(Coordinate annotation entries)
* begin *
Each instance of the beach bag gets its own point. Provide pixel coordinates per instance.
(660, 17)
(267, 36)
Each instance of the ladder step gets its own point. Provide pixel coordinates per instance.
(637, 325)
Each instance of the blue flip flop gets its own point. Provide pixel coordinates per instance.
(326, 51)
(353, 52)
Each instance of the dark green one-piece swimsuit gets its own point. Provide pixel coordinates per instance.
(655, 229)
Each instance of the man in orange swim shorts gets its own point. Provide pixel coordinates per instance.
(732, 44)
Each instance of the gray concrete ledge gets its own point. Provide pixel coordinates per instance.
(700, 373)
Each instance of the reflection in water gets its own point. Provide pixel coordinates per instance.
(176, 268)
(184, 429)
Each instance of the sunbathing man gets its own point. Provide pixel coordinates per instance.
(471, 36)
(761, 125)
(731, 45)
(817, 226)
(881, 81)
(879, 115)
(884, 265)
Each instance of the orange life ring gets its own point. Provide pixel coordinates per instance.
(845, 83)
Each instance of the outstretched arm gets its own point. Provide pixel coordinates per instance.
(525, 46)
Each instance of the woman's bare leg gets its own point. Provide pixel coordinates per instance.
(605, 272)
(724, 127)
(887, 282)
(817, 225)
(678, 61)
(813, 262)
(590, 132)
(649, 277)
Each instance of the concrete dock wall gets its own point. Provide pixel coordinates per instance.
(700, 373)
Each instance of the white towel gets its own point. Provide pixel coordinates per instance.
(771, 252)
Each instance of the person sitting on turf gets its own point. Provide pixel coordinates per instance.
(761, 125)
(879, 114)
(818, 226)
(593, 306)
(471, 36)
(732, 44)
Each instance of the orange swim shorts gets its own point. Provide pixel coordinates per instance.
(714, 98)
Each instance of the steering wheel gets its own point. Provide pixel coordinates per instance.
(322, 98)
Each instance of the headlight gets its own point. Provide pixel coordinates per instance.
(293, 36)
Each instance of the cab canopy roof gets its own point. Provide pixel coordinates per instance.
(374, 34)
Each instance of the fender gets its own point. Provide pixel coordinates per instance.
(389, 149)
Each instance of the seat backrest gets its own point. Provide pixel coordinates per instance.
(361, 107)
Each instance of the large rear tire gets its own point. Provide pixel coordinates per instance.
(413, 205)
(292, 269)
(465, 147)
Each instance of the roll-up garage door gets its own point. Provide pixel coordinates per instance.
* end *
Instructions for the task:
Redo everything from the line containing "Each instance of the concrete" down to the end of the material, putting "beach towel" in place of "white towel" and leaving all else as it is.

Complete response:
Each instance of the concrete dock wall gets its own point. Provide pixel coordinates per instance.
(700, 373)
Each instance of the beach towel gets its own point. Provide pixel coordinates per instance.
(771, 252)
Each instance of the person sitting on turf gets its own point. Provide pixel coordinates per instance.
(761, 125)
(879, 114)
(818, 226)
(593, 306)
(471, 36)
(732, 44)
Each instance of the orange swim shorts gets its own point. Provide pixel coordinates per instance.
(714, 98)
Each instance of the steering wheel gets its own point. Provide pixel coordinates per instance.
(322, 98)
Each instance of the headlight gets its own point. Provide pixel coordinates per instance.
(293, 36)
Each instance of the cab canopy roof gets its own point. Provide pixel coordinates per instance.
(374, 34)
Each instance of the fender gets its own point. Provide pixel coordinates per instance.
(389, 149)
Each instance of the seat backrest gets its own point. Provide pixel coordinates per instance.
(361, 107)
Each instance of the large rear tire gets its own point. Provide pixel coordinates per instance.
(413, 205)
(292, 269)
(465, 147)
Each instance of the roll-up garage door gets its own point. Provide pixel coordinates per instance.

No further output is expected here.